WORK TO COMPLETE> Write out, with no changes, the lines of the material from the line with "Could you provide the mask of every instance of the row" to the line with "129 93 L 129", including both of those lines.

RECORD EXTRACTS>
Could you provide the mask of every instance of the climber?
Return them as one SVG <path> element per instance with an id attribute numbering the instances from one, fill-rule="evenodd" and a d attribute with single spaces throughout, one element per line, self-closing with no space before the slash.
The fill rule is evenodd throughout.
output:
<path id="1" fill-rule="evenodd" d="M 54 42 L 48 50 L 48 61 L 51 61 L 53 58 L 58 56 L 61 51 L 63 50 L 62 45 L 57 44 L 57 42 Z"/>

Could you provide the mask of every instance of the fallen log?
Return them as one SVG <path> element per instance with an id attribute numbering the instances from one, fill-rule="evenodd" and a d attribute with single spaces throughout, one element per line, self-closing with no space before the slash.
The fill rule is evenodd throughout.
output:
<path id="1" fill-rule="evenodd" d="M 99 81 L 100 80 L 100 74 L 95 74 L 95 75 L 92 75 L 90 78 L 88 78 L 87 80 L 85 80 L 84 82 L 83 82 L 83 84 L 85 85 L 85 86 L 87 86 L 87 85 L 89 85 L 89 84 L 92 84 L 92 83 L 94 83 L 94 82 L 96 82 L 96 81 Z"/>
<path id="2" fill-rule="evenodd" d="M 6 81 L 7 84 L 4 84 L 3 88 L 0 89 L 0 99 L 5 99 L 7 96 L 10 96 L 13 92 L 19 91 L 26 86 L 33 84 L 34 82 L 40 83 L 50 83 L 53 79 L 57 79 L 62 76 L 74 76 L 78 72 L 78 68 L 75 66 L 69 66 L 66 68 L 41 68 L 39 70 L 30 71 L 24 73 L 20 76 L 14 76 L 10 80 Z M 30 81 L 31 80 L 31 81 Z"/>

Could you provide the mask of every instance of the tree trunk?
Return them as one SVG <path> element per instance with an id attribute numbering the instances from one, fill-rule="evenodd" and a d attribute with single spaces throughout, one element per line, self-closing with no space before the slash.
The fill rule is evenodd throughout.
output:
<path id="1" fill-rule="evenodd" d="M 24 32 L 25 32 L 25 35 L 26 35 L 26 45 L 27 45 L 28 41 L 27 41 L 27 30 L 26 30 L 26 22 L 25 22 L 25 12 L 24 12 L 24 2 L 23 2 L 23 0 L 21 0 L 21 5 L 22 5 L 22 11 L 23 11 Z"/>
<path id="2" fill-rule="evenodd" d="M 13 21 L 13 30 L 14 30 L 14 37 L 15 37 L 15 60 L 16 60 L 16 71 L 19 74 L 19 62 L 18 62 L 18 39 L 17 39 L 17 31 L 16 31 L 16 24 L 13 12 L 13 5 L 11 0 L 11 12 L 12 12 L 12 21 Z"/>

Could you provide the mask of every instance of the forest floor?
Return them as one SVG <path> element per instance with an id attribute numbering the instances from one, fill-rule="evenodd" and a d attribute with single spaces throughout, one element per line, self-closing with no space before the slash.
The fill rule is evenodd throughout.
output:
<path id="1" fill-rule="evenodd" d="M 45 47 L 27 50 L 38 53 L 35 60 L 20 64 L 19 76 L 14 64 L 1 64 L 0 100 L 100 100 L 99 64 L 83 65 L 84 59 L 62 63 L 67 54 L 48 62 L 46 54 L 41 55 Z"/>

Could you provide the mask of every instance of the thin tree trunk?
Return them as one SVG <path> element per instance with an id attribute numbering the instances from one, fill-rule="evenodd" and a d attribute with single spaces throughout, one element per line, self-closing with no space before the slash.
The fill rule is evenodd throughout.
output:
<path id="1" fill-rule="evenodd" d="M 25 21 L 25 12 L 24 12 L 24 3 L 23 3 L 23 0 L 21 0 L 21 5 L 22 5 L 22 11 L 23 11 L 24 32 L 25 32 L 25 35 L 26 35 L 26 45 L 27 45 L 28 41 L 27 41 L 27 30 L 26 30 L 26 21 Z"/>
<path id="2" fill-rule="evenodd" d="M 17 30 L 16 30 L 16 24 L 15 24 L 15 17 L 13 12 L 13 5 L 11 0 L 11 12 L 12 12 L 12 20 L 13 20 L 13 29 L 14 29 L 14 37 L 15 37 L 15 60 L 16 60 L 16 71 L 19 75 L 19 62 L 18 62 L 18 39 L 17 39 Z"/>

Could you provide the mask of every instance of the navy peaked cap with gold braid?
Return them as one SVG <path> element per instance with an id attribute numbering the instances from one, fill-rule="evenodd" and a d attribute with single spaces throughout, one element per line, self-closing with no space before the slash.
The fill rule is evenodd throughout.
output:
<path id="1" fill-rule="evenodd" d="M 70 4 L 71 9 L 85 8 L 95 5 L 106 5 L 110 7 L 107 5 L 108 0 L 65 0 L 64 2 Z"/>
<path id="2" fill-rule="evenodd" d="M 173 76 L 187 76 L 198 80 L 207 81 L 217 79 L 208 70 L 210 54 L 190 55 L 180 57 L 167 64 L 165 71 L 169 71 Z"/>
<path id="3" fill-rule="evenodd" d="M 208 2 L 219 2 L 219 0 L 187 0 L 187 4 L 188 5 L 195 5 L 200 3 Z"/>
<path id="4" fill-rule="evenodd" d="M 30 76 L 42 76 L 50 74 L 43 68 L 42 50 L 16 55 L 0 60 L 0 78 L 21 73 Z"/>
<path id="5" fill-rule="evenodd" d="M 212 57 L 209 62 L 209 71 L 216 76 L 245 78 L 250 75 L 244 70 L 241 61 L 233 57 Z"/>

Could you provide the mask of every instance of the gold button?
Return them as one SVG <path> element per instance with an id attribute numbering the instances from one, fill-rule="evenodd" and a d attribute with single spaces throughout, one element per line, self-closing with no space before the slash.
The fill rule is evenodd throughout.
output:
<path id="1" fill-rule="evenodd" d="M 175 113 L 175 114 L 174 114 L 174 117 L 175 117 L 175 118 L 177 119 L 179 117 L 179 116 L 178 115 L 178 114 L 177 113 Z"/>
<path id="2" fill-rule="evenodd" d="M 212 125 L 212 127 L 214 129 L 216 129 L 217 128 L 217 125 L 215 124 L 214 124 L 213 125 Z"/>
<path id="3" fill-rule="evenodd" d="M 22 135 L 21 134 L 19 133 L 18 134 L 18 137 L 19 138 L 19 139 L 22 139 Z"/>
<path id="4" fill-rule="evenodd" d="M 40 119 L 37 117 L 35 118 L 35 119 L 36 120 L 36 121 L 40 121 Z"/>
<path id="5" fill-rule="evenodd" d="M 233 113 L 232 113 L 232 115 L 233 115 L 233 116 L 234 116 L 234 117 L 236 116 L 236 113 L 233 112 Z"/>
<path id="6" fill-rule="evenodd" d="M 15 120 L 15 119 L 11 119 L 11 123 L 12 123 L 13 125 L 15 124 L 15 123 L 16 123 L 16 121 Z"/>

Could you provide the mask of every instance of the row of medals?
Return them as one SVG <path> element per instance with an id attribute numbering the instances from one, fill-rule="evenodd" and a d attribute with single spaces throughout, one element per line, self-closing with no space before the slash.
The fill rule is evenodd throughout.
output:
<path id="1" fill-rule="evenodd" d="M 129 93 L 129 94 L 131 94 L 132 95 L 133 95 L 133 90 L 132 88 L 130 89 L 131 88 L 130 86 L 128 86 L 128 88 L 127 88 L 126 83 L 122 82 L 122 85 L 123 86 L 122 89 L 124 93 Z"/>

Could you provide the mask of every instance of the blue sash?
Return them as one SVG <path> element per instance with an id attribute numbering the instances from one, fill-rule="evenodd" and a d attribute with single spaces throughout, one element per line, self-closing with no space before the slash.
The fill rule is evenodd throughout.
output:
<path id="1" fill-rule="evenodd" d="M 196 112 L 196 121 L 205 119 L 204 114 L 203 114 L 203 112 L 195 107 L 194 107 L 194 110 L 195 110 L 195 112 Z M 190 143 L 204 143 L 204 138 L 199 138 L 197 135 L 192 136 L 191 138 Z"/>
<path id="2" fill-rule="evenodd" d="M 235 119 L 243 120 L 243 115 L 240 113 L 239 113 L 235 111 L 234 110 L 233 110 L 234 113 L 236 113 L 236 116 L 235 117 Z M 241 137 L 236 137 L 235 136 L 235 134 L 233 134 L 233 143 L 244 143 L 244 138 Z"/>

COMPLETE OUTPUT>
Could you provide the mask of every instance of the row of medals?
Return them as one SVG <path> element per instance with an id attribute numbering the instances from one, fill-rule="evenodd" and a d attribute with single spaces throughout, one element per line, self-closing with no space before the slash.
The fill rule is evenodd throughout.
output:
<path id="1" fill-rule="evenodd" d="M 129 93 L 129 94 L 131 94 L 132 95 L 133 95 L 133 90 L 132 88 L 130 89 L 131 88 L 130 86 L 128 86 L 128 88 L 127 88 L 126 83 L 122 82 L 122 85 L 123 86 L 122 89 L 124 93 Z"/>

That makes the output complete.